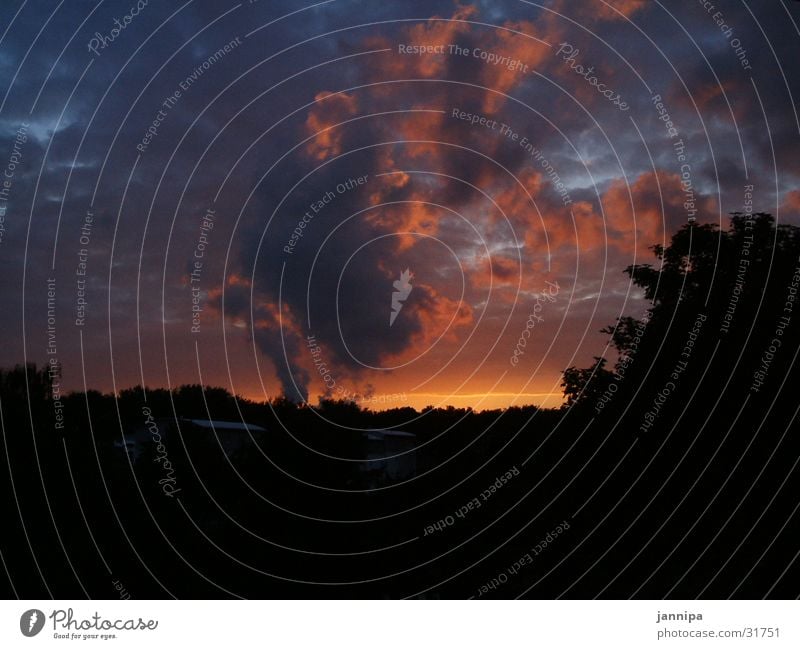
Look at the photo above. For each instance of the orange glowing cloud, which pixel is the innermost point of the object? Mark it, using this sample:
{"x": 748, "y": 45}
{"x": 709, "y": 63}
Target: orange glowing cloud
{"x": 331, "y": 109}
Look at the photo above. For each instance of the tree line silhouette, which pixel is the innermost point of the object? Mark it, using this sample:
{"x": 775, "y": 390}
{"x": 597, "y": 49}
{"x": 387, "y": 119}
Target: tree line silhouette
{"x": 673, "y": 459}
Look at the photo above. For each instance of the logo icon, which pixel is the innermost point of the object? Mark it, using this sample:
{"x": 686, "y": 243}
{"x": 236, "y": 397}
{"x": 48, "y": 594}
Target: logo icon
{"x": 31, "y": 622}
{"x": 400, "y": 294}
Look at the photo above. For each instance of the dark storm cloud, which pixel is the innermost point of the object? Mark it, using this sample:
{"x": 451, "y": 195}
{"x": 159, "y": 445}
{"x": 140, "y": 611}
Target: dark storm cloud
{"x": 349, "y": 294}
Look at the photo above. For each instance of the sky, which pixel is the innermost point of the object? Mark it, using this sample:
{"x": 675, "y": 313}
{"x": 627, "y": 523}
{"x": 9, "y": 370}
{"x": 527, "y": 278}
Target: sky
{"x": 230, "y": 193}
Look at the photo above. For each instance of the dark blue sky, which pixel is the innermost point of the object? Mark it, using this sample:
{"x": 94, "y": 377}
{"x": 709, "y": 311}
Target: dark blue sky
{"x": 259, "y": 110}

━━━━━━━━━━━━━━━━

### REQUIREMENTS
Reproduce all of the material above word for word, leaving out the image.

### ANSWER
Look at the photo above. For each instance of the orange glowing cloud, which pixel is the innermost point of the object? Mark it, using this sample:
{"x": 748, "y": 45}
{"x": 709, "y": 63}
Target: orange glowing cloud
{"x": 331, "y": 109}
Look at the photo above. For each instance of the tree line silhouette, which pixel is the innermost point of the object? Mark it, using this sample:
{"x": 775, "y": 390}
{"x": 597, "y": 49}
{"x": 387, "y": 119}
Target: tree line silhouette
{"x": 673, "y": 459}
Look at the photo above. For each instance of the logo icon, which pixel is the innermost point of the object? Mark it, using this sample:
{"x": 686, "y": 243}
{"x": 236, "y": 397}
{"x": 48, "y": 594}
Target: logo icon
{"x": 31, "y": 622}
{"x": 400, "y": 294}
Look at the photo above. For each instance of the dark storm cloud, which pixel is the innermost point of the object? Mark it, using this sample:
{"x": 451, "y": 195}
{"x": 159, "y": 445}
{"x": 140, "y": 611}
Target: dark storm cloud
{"x": 349, "y": 294}
Look at the photo above. For each instance of the sky, which pixel is the innermost point of the object? Mark it, using this sample:
{"x": 675, "y": 313}
{"x": 627, "y": 523}
{"x": 9, "y": 370}
{"x": 527, "y": 278}
Target: sky
{"x": 230, "y": 193}
Look at the photo above. For each instance of the dark blue sky, which pixel is the innermost point of the object? Mark it, using this sample:
{"x": 94, "y": 377}
{"x": 709, "y": 311}
Target: dark blue sky
{"x": 259, "y": 110}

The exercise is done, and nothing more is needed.